START

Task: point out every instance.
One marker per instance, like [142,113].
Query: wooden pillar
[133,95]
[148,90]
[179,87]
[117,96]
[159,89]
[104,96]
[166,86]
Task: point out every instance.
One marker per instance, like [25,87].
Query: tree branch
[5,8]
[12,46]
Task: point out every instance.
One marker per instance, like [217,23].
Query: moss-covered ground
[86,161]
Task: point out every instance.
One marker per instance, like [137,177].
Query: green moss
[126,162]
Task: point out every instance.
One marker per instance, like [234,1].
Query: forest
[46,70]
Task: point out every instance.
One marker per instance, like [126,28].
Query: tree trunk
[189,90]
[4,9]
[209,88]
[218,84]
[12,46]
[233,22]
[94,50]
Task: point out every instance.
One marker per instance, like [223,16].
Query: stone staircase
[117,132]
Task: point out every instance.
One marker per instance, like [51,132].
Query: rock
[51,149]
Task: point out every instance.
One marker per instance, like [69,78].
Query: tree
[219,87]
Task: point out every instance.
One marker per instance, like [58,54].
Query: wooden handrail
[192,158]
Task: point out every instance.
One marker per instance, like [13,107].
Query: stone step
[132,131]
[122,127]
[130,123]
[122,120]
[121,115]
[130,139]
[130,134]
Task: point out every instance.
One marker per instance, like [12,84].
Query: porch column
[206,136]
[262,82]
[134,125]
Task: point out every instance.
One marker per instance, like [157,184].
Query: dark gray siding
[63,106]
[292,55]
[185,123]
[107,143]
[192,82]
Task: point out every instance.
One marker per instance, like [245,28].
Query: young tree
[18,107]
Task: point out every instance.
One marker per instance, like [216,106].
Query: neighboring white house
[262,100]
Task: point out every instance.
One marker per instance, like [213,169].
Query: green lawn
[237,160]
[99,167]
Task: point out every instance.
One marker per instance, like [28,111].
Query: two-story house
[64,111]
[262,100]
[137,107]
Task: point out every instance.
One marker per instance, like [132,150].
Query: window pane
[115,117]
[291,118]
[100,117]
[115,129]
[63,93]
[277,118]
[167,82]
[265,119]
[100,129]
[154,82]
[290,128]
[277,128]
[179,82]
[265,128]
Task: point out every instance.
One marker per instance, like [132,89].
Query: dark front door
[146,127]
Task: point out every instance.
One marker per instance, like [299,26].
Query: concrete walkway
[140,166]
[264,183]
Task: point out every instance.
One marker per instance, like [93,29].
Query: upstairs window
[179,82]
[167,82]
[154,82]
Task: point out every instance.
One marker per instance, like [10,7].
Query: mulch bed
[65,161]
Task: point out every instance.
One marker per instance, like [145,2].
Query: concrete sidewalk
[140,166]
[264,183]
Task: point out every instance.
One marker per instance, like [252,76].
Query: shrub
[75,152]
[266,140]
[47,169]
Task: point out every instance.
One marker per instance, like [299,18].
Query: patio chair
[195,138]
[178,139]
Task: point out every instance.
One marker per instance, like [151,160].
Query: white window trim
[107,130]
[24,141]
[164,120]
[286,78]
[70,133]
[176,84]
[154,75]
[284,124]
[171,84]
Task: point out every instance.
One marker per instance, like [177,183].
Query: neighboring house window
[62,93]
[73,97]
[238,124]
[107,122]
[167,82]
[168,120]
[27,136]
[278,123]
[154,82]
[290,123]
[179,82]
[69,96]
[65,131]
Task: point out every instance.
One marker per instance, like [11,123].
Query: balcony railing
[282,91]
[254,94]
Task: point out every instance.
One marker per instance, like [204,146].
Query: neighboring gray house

END

Copy every line exactly. Leave nothing out.

### TASK RESULT
Task: point out every instance.
One marker per instance, like [142,113].
Query: wooden pillar
[133,95]
[148,90]
[179,87]
[117,96]
[159,89]
[104,96]
[166,86]
Task: point out every instance.
One marker per instance, like [25,87].
Query: tree branch
[5,8]
[12,46]
Task: point out every instance.
One marker per instance, like [217,23].
Query: moss-covered ground
[86,161]
Task: point out every instance.
One marker per instance, like [137,177].
Query: green moss
[126,162]
Task: point out every instance.
One marker per instance, like [234,1].
Query: forest
[46,70]
Task: point out every instance.
One marker per instance, like [126,28].
Query: tree trunk
[189,90]
[4,9]
[209,88]
[218,84]
[12,46]
[233,22]
[94,50]
Task: point out every instance.
One marker per instance, like [223,16].
Query: stone staircase
[117,132]
Task: point out every instance.
One marker per instance, like [51,132].
Query: rock
[51,149]
Task: point out every instance.
One marker per instance, like [69,78].
Query: tree
[219,87]
Task: point out every instance.
One marker per instance, like [58,54].
Query: wooden handrail
[192,158]
Task: point out every instance.
One marker per instance, like [13,107].
Query: stone step
[132,131]
[122,127]
[130,123]
[122,120]
[121,115]
[130,139]
[130,134]
Task: point out every instance.
One marker per instance, like [12,84].
Query: porch column
[206,136]
[262,82]
[134,125]
Task: point out every instance.
One marker per instance, like [157,184].
Query: dark gray siding
[63,106]
[292,55]
[185,123]
[107,143]
[192,82]
Task: point out every instance.
One marker per instance, like [245,28].
Query: young tree
[18,107]
Task: point out every instance.
One marker per instance, like [216,106].
Query: neighboring white house
[262,100]
Task: point out every instance.
One marker per instance, like [213,169].
Query: green lawn
[237,160]
[99,167]
Task: point out every instance.
One marker per instance, like [28,111].
Query: two-story house
[64,111]
[262,100]
[137,107]
Task: point out every instance.
One marker per instance, like [132,150].
Query: window pane
[115,117]
[291,118]
[100,117]
[115,129]
[63,93]
[277,118]
[167,82]
[265,119]
[100,129]
[154,82]
[290,128]
[277,128]
[179,82]
[265,128]
Task: point out every instance.
One marker per instance, like [132,89].
Query: dark front door
[146,127]
Task: point out every instance.
One marker per instance, like [299,26].
Query: concrete walkway
[140,166]
[264,183]
Task: point out every instance.
One marker per instance, like [93,29].
Query: upstairs window
[179,82]
[167,82]
[154,82]
Task: point out every instance.
One marker per instance, like [10,7].
Query: mulch bed
[65,161]
Task: point out every instance.
One marker per instance, like [145,2].
Query: concrete sidewalk
[140,166]
[264,183]
Task: point out every instance.
One marker per instance, like [252,76].
Query: shrub
[75,152]
[266,140]
[47,169]
Task: point out every instance.
One marker per instance, like [299,18].
Query: patio chair
[195,138]
[178,139]
Task: point out every instance.
One marker per instance, like [151,160].
Query: white window trim
[107,130]
[24,141]
[164,120]
[286,78]
[70,133]
[176,84]
[154,75]
[284,124]
[171,84]
Task: point out every instance.
One marker per instance, like [177,183].
Query: neighboring house window
[62,93]
[73,97]
[238,124]
[107,122]
[167,82]
[168,120]
[27,136]
[278,123]
[154,82]
[290,123]
[179,82]
[69,96]
[65,131]
Task: point out every instance.
One marker per instance, like [11,123].
Query: balcony railing
[282,91]
[254,94]
Task: point out every instance.
One marker per instance, like [204,146].
Query: neighboring gray house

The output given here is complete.